··· Records
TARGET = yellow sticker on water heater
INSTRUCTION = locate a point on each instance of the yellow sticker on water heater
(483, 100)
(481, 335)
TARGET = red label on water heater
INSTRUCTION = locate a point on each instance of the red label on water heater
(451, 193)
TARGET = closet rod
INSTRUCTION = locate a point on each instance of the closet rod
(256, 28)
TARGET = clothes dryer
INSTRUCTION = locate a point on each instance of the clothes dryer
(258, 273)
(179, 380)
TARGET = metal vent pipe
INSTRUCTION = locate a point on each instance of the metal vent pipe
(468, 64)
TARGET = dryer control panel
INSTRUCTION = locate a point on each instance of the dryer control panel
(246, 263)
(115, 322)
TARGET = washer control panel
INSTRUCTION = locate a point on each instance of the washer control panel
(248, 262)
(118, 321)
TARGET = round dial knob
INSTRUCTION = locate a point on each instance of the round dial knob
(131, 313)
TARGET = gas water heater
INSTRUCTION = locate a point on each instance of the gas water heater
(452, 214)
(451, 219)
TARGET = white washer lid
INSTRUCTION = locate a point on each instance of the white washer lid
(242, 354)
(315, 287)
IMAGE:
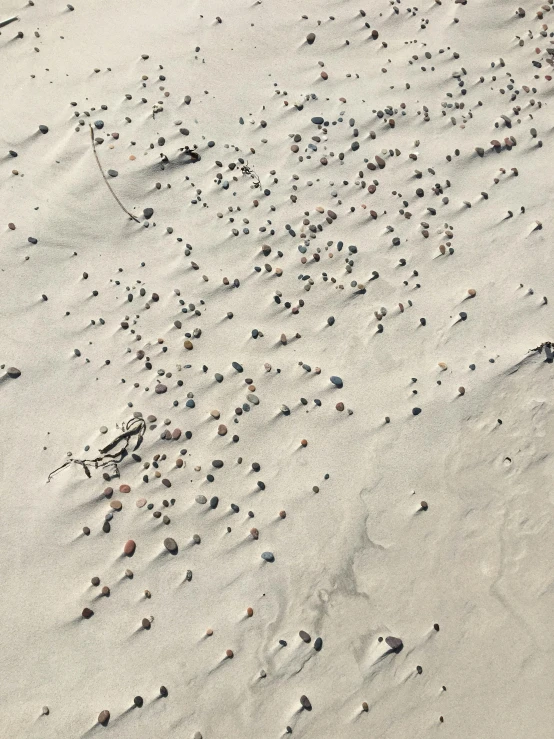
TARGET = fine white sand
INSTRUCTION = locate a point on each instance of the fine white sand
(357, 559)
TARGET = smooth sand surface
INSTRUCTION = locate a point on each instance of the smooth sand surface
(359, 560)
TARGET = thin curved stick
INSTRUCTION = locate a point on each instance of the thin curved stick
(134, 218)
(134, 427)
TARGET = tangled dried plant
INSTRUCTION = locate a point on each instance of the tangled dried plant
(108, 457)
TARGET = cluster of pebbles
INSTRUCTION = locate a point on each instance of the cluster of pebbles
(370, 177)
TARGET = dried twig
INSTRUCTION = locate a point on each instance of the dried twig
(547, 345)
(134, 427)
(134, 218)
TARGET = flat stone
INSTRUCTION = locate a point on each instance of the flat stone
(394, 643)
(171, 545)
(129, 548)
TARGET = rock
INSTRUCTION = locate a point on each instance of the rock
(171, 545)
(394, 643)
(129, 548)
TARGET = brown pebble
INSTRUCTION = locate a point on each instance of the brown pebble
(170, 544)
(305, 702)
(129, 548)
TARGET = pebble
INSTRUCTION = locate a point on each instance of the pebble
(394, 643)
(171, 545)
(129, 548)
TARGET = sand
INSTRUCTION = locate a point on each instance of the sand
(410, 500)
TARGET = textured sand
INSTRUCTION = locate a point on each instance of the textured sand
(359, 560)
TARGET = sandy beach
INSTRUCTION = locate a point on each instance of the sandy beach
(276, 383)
······
··· Records
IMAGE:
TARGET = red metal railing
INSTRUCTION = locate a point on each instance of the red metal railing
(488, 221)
······
» Description of the task:
Pull out each line of the data above that contains the string "fine", counting only matches with the same uppercase and lowercase letters.

» Exercise answer:
TARGET = fine white sand
INSTRUCTION = locate a point on each instance of the fine white sand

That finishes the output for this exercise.